Written request A: Write out the text below on choosing between black-box and white-box algorithms, word for word.

You claim, (probably correctly) that dataset B, which includes velocity and
trajectory, is more correct for the problem at hand, and given dataset B, I
would suggest that either algorithm A or B would probably do just fine.

You also claim that algorithm A has "some error rate during identification."
But so will algorithm B, and so will either algorithm on dataset A and B!

The question you should ask is, how much do I care about "black box" vs.
"white box", and is there are trade-off? If the black-box solution (algorithm
A, the "ML" solution) gives you 10% higher accuracy, and that accuracy is
going to save lives, you bet I'd choose it. Or maybe I decide that
interpretability is really important due to external audit reasons, so I need
the white-box solution. But maybe I'd choose both, the interpretable one, and
use the uninterpretable one as a flag for "a human should look at this." Or
maybe I'd combine the results of both algorithms to get even higher accuracy.

There are just so many ways to configure a solution to the problem you
propose, and you are only distinguishing between two of them. In the end the
appropriate choice depends on context.

Entries:

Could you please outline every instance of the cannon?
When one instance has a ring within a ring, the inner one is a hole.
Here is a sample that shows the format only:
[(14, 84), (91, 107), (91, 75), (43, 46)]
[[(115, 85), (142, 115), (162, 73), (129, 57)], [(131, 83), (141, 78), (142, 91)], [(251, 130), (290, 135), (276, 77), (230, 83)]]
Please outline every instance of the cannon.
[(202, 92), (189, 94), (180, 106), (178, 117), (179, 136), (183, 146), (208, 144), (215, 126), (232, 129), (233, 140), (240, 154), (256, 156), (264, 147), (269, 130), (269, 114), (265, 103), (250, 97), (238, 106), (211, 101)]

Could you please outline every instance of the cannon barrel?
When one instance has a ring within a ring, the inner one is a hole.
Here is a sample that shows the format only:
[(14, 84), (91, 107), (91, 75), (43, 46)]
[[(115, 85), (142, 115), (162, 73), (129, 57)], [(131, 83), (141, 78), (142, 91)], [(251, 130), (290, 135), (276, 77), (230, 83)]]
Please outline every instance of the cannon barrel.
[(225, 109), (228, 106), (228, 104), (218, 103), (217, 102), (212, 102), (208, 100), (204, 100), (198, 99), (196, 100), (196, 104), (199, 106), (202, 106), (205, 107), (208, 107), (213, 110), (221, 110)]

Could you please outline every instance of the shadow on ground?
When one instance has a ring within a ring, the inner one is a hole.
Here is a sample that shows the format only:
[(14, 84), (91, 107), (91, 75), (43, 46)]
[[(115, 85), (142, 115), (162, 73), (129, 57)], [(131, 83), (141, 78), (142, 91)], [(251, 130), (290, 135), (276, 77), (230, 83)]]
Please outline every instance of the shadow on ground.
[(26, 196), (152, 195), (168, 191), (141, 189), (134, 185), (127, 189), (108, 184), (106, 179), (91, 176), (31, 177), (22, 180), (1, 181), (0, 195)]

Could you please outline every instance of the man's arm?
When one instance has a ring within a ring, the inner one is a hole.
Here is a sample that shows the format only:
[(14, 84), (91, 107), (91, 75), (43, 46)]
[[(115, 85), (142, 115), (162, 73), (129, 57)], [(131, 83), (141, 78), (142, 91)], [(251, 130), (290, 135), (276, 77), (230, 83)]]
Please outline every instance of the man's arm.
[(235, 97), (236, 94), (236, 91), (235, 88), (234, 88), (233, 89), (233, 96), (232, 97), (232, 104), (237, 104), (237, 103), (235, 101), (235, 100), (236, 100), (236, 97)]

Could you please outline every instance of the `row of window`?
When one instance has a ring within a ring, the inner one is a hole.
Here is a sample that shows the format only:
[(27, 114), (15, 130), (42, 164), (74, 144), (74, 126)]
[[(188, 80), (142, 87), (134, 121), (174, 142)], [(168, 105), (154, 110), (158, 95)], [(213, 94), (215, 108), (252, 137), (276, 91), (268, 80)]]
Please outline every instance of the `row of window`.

Written request B: Give again, unchanged, only the lines in the rows above from the line with "Could you please outline every instance of the cannon barrel?" to the line with "110), (221, 110)]", both included.

Exercise response A:
You claim, (probably correctly) that dataset B, which includes velocity and
trajectory, is more correct for the problem at hand, and given dataset B, I
would suggest that either algorithm A or B would probably do just fine.

You also claim that algorithm A has "some error rate during identification."
But so will algorithm B, and so will either algorithm on dataset A and B!

The question you should ask is, how much do I care about "black box" vs.
"white box", and is there are trade-off? If the black-box solution (algorithm
A, the "ML" solution) gives you 10% higher accuracy, and that accuracy is
going to save lives, you bet I'd choose it. Or maybe I decide that
interpretability is really important due to external audit reasons, so I need
the white-box solution. But maybe I'd choose both, the interpretable one, and
use the uninterpretable one as a flag for "a human should look at this." Or
maybe I'd combine the results of both algorithms to get even higher accuracy.

There are just so many ways to configure a solution to the problem you
propose, and you are only distinguishing between two of them. In the end the
appropriate choice depends on context.

Exercise response B:
Could you please outline every instance of the cannon barrel?
When one instance has a ring within a ring, the inner one is a hole.
Here is a sample that shows the format only:
[(14, 84), (91, 107), (91, 75), (43, 46)]
[[(115, 85), (142, 115), (162, 73), (129, 57)], [(131, 83), (141, 78), (142, 91)], [(251, 130), (290, 135), (276, 77), (230, 83)]]
Please outline every instance of the cannon barrel.
[(225, 109), (228, 106), (228, 104), (218, 103), (217, 102), (212, 102), (208, 100), (204, 100), (198, 99), (196, 100), (196, 104), (199, 106), (202, 106), (205, 107), (208, 107), (213, 110), (221, 110)]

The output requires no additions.